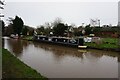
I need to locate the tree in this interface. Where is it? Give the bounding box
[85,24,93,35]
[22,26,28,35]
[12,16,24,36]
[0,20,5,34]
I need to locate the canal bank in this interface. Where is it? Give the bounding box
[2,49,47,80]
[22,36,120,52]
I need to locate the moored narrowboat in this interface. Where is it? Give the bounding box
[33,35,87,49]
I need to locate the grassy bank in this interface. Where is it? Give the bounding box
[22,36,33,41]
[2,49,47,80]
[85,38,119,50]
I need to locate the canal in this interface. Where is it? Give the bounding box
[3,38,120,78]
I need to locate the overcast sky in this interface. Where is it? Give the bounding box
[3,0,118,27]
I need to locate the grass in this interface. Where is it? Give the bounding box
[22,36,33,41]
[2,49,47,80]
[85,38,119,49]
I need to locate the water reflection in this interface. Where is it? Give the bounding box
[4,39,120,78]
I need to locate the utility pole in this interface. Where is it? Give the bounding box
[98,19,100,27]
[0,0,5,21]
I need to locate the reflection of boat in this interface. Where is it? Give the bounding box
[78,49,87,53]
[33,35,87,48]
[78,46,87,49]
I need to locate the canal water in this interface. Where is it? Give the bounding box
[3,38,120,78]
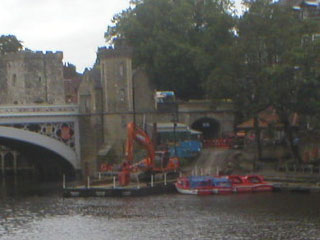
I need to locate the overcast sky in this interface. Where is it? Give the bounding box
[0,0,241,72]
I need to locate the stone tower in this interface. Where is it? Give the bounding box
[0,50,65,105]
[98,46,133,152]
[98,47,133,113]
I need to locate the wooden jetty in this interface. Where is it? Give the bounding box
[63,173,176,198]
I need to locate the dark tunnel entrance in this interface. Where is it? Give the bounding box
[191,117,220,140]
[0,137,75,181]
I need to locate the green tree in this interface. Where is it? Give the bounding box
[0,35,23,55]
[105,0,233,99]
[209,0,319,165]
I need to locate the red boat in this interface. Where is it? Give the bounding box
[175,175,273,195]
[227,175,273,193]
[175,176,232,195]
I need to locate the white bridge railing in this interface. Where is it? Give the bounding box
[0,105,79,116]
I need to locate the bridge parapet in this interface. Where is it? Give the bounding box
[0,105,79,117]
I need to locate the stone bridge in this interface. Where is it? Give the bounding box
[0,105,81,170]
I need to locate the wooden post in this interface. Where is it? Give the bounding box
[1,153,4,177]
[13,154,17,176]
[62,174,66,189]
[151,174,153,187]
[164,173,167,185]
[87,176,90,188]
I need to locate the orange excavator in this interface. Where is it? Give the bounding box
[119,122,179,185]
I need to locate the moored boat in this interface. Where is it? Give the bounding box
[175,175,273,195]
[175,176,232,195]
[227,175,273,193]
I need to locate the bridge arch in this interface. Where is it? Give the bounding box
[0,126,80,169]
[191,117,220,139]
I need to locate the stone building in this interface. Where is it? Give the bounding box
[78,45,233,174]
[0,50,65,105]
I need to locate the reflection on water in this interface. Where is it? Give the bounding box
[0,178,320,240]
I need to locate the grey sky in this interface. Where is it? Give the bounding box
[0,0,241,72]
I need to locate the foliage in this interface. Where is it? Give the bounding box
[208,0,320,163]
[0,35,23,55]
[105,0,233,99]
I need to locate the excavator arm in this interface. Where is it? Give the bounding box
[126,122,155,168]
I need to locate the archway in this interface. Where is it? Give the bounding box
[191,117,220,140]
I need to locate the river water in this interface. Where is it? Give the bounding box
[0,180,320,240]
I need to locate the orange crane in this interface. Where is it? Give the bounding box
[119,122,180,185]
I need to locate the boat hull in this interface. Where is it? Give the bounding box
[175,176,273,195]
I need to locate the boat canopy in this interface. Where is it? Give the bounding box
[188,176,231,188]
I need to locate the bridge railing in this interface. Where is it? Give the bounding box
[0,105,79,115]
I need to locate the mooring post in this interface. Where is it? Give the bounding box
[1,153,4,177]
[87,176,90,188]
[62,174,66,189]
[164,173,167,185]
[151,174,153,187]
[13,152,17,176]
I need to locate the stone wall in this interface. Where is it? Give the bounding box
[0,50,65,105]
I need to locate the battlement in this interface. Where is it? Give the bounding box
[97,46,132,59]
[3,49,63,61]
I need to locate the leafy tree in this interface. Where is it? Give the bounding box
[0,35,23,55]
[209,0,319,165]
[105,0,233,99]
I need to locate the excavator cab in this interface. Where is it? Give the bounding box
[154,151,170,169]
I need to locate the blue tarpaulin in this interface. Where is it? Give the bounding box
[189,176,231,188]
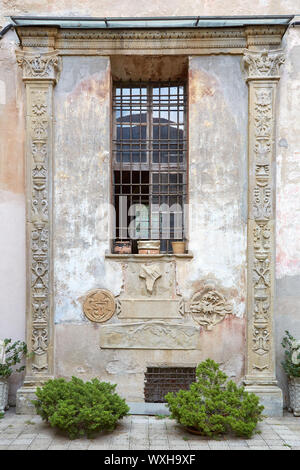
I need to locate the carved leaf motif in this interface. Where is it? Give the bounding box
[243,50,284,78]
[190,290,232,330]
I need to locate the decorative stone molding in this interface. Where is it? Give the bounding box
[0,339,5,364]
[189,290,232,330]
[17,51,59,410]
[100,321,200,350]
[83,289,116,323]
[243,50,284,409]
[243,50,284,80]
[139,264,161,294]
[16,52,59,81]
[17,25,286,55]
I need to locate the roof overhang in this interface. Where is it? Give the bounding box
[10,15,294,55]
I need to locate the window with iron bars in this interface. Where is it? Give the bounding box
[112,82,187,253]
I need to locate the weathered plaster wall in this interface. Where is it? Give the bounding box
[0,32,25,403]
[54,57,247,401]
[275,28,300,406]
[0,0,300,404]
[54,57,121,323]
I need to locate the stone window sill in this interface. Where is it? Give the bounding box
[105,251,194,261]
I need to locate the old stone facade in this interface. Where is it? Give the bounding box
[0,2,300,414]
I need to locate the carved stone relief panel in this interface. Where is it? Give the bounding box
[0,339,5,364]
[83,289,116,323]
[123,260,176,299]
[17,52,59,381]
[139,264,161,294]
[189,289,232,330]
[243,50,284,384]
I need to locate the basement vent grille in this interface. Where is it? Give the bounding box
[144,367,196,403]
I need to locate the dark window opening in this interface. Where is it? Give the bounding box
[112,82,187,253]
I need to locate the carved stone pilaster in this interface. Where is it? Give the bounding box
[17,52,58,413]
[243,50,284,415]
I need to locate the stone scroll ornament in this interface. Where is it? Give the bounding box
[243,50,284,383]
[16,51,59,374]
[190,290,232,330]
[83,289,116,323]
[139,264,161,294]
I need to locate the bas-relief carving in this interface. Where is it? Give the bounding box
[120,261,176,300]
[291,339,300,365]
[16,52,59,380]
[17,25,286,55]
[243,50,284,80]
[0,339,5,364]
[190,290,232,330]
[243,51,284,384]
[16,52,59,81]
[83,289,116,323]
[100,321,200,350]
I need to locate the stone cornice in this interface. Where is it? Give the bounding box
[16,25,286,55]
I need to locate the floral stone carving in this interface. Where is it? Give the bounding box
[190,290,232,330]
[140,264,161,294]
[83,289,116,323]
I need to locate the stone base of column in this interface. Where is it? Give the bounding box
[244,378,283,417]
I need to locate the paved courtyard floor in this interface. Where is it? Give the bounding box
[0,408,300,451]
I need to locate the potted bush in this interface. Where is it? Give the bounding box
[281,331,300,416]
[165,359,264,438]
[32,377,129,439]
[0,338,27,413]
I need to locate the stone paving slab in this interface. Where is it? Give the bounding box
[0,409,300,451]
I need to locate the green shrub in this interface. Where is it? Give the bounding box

==*==

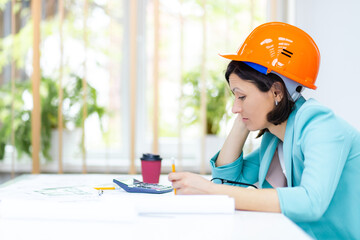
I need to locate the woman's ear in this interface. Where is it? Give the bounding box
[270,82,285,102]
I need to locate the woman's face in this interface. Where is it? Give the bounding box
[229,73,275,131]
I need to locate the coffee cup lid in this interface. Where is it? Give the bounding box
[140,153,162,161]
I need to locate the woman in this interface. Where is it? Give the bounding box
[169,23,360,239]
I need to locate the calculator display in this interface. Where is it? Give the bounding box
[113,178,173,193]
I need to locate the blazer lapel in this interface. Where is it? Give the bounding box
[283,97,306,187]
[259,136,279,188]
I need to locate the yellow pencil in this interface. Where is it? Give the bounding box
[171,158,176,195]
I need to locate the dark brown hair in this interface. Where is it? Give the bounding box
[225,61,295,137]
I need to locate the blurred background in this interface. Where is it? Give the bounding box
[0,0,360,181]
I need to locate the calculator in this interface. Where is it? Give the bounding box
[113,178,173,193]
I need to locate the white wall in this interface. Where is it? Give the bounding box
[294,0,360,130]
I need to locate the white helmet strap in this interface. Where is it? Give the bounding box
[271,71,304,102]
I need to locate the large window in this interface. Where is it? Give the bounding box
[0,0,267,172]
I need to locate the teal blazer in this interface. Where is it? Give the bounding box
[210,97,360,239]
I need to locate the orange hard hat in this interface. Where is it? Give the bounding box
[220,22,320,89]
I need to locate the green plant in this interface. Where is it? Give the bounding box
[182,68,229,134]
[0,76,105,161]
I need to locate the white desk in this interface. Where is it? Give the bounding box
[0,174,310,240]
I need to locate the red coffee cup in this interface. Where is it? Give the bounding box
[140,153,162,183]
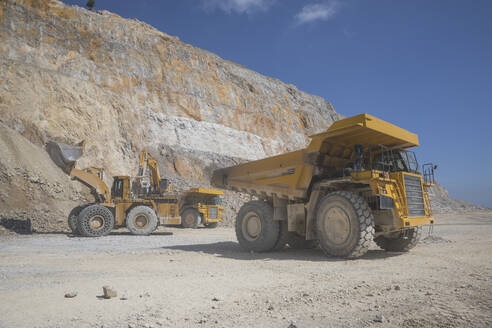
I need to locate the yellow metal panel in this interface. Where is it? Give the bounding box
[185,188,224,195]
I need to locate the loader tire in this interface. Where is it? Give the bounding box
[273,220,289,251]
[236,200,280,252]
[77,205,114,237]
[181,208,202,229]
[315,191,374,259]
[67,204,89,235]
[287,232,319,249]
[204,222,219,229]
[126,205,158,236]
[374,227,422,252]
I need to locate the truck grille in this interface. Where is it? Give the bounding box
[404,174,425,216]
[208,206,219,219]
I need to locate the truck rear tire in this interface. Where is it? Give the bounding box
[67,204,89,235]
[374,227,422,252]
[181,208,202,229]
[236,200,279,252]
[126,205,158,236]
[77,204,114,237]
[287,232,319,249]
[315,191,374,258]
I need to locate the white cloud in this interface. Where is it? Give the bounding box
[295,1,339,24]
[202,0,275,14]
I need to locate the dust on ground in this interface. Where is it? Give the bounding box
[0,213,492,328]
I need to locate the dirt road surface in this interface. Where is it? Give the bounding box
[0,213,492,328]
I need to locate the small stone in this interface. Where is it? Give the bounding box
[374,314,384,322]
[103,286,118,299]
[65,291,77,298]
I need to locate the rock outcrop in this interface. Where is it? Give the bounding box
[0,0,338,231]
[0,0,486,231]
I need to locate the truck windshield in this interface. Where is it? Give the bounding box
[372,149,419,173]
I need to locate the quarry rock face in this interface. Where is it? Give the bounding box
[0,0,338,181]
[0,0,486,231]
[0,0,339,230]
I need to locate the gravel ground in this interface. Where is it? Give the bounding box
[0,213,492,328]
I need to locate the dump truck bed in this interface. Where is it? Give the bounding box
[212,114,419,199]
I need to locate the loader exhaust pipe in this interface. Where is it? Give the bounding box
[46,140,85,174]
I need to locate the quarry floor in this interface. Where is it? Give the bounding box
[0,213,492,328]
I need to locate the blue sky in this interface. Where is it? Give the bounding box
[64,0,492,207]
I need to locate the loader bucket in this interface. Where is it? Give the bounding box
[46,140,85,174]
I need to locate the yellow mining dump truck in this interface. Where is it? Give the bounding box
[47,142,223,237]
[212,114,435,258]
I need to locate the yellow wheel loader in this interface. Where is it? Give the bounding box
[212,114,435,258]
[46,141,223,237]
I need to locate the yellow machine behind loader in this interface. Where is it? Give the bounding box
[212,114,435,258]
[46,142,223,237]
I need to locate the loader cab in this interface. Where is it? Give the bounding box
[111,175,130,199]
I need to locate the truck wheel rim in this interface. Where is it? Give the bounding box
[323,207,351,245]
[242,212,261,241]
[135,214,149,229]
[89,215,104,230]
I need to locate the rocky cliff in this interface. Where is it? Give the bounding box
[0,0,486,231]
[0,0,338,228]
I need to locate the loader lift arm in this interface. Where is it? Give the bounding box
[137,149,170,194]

==*==

The task - Report how many lines in the data above contain the word "green". Give only the number.

Answer in full - 3